DOCUMENT SECTION |
-- Opening Marker --
Xyrauchen texanusRazorback Sucker

Geographic Range

Razorback suckers, Xyrauchen texanus (Abbott 1861) are restricted to a relatively small number of sites in the Colorado River system, from southwestern Wyoming to southeastern California. Xyrauchen texanus has a more stable population in the lower basin of the Colorado River than the upper basin. Within the lower basin, Lake Mojave, Arizona contains the greatest population of razorback suckers. They are also found in Lake Mead and the Grand Canyon, as well as in some associated canals and impoundments (Gilbert and Williams, 2002). In the upper basin of the Colorado River, the largest extant population is found in the Green and Yampa rivers.

Razorback suckers were once much more abundant and widely distributed. Xyrauchen texanus was found throughout the Colorado River and its major tributaries. As recent as the 1920's X. texanus was found in the Salton Sea (Gilbert and Williams, 2002). Human activities that have degraded and destroyed the physical and biological components of the habitat of X. texanus are directly responsible for the geographic range decline of this species. (Gilbert and Williams, 2002; U.S. Fish and Wildife Service, 1998)

Habitat

Xyrauchen texanus is adapted to a fluctuating river basin system with unpredictable and extreme flows and turbidity. In presettlement times, razorback suckers would have utilized backwaters, sloughs, inundated floodplains, and sand flats (U.S. Fish and Wildlife Service, 1998). Now the habitat is much different. Xyrauchen texanus must cope with human alterations, such as large dams, impoundments, channels and reservoirs. The habitat preference of adult razorbacks changes with seasons. Within rivers, razorbacks seem to prefer to spend most of their spring time in flooded areas. This likely aids in foraging and temperature regulation. They generally stay in water from 0.6 to 3.4 meters depth and 0.3 to 0.4 m/s water velocities (U.S. Fish and Wildlife Service, 1998). When summer comes, the fish occupy mid-channel sandbars in water less than 2 m deep and velocities around 0.5 m/s. Winter sees the razorback suckers utilizing eddies and slow runs with depths of 0.6 to 1.4 m and velocities from 0.03 to 0.33 m/s (U.S. Fish and Wildlife Service, 1998). Razorbacks have even been recorded moving in whitewater areas.

Within reservoir habitats, adult razorbacks move around throughout the different microsites, but prefer backwaters and main impoundments (Bradford and Gurtin, 2000). The larvae razorbacks move along the edge of bodies of water from the spawnig grounds to their nursery environments, large backwaters (Tyus, et al., 2000). They enter the drift at night and allow it to carry them to their new destination. Backwaters provide the larvae a more temperature regulated environment with more foraging opportunities. However, since the introductions of several exotic invasive fish predators, these seemingly safe havens are very dangerous places for the larvae. Within reserviors, shallow shorelines and coves may provide a similar nursery environment (U.S. Fish and Wildlife Service, 1998).
-- Closing Marker --
EXTRACTED ENTRIES |
-- Opening Marker --
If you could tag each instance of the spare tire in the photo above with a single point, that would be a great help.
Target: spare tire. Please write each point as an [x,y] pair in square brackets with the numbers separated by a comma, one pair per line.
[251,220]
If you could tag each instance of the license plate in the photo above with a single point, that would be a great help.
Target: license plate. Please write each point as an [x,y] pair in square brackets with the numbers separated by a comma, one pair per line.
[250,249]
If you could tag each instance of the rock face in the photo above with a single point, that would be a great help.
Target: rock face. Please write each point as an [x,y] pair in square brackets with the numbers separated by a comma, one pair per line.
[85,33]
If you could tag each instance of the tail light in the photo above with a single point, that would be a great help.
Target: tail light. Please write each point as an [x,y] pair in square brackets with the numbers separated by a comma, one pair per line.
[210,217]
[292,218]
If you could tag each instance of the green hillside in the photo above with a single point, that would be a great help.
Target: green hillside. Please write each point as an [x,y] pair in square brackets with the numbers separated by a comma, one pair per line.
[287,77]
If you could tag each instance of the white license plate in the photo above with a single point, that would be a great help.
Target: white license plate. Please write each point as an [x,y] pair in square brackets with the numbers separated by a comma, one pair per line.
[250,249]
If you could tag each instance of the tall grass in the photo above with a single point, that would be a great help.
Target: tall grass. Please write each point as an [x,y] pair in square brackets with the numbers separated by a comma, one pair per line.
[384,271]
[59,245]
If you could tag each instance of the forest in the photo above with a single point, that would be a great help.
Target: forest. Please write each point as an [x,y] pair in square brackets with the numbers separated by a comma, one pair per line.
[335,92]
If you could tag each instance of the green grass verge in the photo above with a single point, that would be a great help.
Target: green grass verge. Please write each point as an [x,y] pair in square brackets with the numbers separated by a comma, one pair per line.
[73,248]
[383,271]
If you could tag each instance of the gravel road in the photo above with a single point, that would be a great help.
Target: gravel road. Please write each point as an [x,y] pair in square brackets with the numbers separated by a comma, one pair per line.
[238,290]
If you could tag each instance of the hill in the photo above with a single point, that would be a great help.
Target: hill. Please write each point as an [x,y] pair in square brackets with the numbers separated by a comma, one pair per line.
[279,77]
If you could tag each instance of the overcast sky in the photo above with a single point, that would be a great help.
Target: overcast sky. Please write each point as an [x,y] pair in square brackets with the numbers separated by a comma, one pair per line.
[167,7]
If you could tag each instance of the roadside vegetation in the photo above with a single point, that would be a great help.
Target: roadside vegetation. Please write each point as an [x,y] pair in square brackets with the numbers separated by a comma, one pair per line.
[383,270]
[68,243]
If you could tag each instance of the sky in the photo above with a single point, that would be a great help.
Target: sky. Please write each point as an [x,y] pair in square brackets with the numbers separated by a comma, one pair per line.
-- Closing Marker --
WORK TO BE COMPLETED | Edit the razorback sucker text, starting at "Within reservoir habitats, adult" and ending at "environment (U.S. Fish and Wildlife Service, 1998).", so that "microsites" reads "areas". The rows are not needed for this work.

TASK SOLUTION |
Within reservoir habitats, adult razorbacks move around throughout the different areas, but prefer backwaters and main impoundments (Bradford and Gurtin, 2000). The larvae razorbacks move along the edge of bodies of water from the spawnig grounds to their nursery environments, large backwaters (Tyus, et al., 2000). They enter the drift at night and allow it to carry them to their new destination. Backwaters provide the larvae a more temperature regulated environment with more foraging opportunities. However, since the introductions of several exotic invasive fish predators, these seemingly safe havens are very dangerous places for the larvae. Within reserviors, shallow shorelines and coves may provide a similar nursery environment (U.S. Fish and Wildlife Service, 1998).